_READING TEXT:_

- - -

Abstract network of nodes and edges in muted green, with two highlighted hubs in orange
10 March 2026·2 min read·ai, knowledge-graphs, biomedicine

Knowledge graphs over biomedical literature look clean on a slide. A few million papers, a few entity types, a few relation types, some pretty force-directed visualization. Ship it.

In practice, four failure modes bite every time. None of them are model problems — they are ontology, evidence, and workflow problems.

1. Synonymy, but also non-synonymy

The first instinct is to collapse synonyms. Gene X and Protein Y and Receptor Z all get merged into the same node. Then a biologist asks a question where the protein matters but the gene doesn't, and your graph has already eaten the distinction. Every merge is a lossy compression step; every merge should be auditable and reversible at query time.

2. Evidence without strength

A relation extracted from one sentence of one preprint gets the same edge as a relation supported by twenty review articles and a phase-3 trial. Unless edges carry a calibrated confidence — ideally tied to source type, recency, and contradiction — downstream reasoning will treat speculation as fact. This is where most "hallucination" in RAG-over-graphs actually comes from: the graph itself was never hedged.

3. Temporal drift

Biomedical consensus moves. A gene-disease association that was plausible in 2012 may have been refuted by 2020. If your graph is a timeless blob, you will surface retracted claims with confidence. Every edge needs a "as of" and ideally a "superseded by" pointer.

4. The question the graph can't answer

The failure mode that hurts most is the one where a domain expert asks a question the graph structurally can't answer — because the relation type was never modeled, or the entity type never extracted. You discover this after you've invested in infrastructure. The fix is to start from the questions, not the papers: pick ten hard questions an expert would ask, and design the schema backwards from those.

None of this is a reason not to build graphs. But the graph is the floor, not the ceiling. What you build on top — ranking, hedging, provenance, and the workflows that let experts push back — is where the actual value lives.

- - -

_MATERIAL SUPPLIED:_

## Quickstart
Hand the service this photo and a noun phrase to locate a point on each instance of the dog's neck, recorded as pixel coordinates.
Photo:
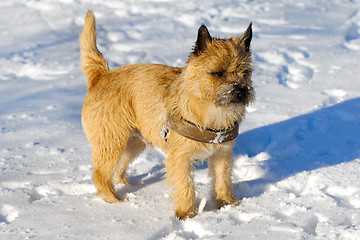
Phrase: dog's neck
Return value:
(197, 133)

- - -

_TASK INSTRUCTIONS:_ Reproduce the full knowledge-graph text word for word. Work only from the knowledge-graph text.

_RESPONSE BELOW:_
Abstract network of nodes and edges in muted green, with two highlighted hubs in orange
10 March 2026·2 min read·ai, knowledge-graphs, biomedicine

Knowledge graphs over biomedical literature look clean on a slide. A few million papers, a few entity types, a few relation types, some pretty force-directed visualization. Ship it.

In practice, four failure modes bite every time. None of them are model problems — they are ontology, evidence, and workflow problems.

1. Synonymy, but also non-synonymy

The first instinct is to collapse synonyms. Gene X and Protein Y and Receptor Z all get merged into the same node. Then a biologist asks a question where the protein matters but the gene doesn't, and your graph has already eaten the distinction. Every merge is a lossy compression step; every merge should be auditable and reversible at query time.

2. Evidence without strength

A relation extracted from one sentence of one preprint gets the same edge as a relation supported by twenty review articles and a phase-3 trial. Unless edges carry a calibrated confidence — ideally tied to source type, recency, and contradiction — downstream reasoning will treat speculation as fact. This is where most "hallucination" in RAG-over-graphs actually comes from: the graph itself was never hedged.

3. Temporal drift

Biomedical consensus moves. A gene-disease association that was plausible in 2012 may have been refuted by 2020. If your graph is a timeless blob, you will surface retracted claims with confidence. Every edge needs a "as of" and ideally a "superseded by" pointer.

4. The question the graph can't answer

The failure mode that hurts most is the one where a domain expert asks a question the graph structurally can't answer — because the relation type was never modeled, or the entity type never extracted. You discover this after you've invested in infrastructure. The fix is to start from the questions, not the papers: pick ten hard questions an expert would ask, and design the schema backwards from those.

None of this is a reason not to build graphs. But the graph is the floor, not the ceiling. What you build on top — ranking, hedging, provenance, and the workflows that let experts push back — is where the actual value lives.